» ENUNCIADO 1
Transcreva do excerto, sem alterações, o trecho que começa nas palavras que contêm "Inicio aqui uma" e termina em "compreensão, estou disponível.".
» ENUNCIADO 2
Responda com base no excerto:
(a) Qual é a pátria do autor, segundo ele próprio indica?
(b) Em que cidade decorreu o último dos encontros Mind and Life referidos?
(c) Quais são as duas leis fundamentais a que todas as dimensões da realidade parecem obedecer?

» EXCERTO APRESENTADO
-*-*-
Inicio aqui uma rubrica que dedicarei regularmente a temas diversos, dentro do espírito da Declaração de Princípios e Objectivos do MIL. Por Trans-Pátria entendo o movimento da Pátria, no meu caso a portuguesa, em direcção ao universo e ao universal, aquilo que a cumpre no rumo da própria transcensão a que aponta, bem como, num outro mas complementar sentido, o seu movimento do real para o ideal, enquanto actualização das suas mais fundas virtualidades.
Republico, modificado e acrescentado, um texto anterior, que teve uma fortuna polémica. Caso o queiram debater, a partir da sua compreensão, estou disponível.

Por um patriotismo trans-patriótico e universalista
Oito considerações para uma fundamentação do MIL


1. A milenar tradição da introspecção meditativa e os progressos contemporâneos da microfísica e das neurociências (que hoje se juntam numa convergência histórica, como nas experiências realizadas no MIT, em Massachusetts, e nos encontros Mind and Life, o último dos quais de 6 a 12 de Junho deste ano, em Nova Iorque) parecem indicar não ser possível encontrar, quer na constituição da chamada matéria, quer na da chamada mente, ou seja, nisso cujo conjunto designamos por realidade, uma mínima entidade que exista em si e por si e que permaneça idêntica a si mesma, ou seja, que tenha características próprias. Todas as dimensões da chamada realidade parecem obedecer assim a duas leis fundamentais, a de interdependência e a de impermanência, que se resumem na sua ausência de características ou qualidades intrínsecas. Como se pode constatar na mínima experiência perceptiva e como a observação científica confirma, sujeito e objecto constituem-se mutuamente e interagem num dinamismo e numa metamorfose constantes, como meros fenómenos recíprocos, sem essência própria. O conceito de identidade parece ser assim uma abstracção desadequada para expressar o real, sem outro fundamento senão o de ser uma ficção convencional e funcional, que serve o reproduzir de uma tradição fortemente entranhada nos hábitos culturais, psicológicos e sociais do senso comum humano.
-*-*-
» ITENS LISTADOS
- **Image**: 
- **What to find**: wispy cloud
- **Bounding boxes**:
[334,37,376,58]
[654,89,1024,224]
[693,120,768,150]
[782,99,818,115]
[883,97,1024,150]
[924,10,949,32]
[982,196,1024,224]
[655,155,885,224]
-*-*-
» RESPOSTA 1
Inicio aqui uma rubrica que dedicarei regularmente a temas diversos, dentro do espírito da Declaração de Princípios e Objectivos do MIL. Por Trans-Pátria entendo o movimento da Pátria, no meu caso a portuguesa, em direcção ao universo e ao universal, aquilo que a cumpre no rumo da própria transcensão a que aponta, bem como, num outro mas complementar sentido, o seu movimento do real para o ideal, enquanto actualização das suas mais fundas virtualidades.
Republico, modificado e acrescentado, um texto anterior, que teve uma fortuna polémica. Caso o queiram debater, a partir da sua compreensão, estou disponível.

» RESPOSTA 2
(a) A portuguesa.
(b) Em Nova Iorque.
(c) A lei de interdependência e a lei de impermanência.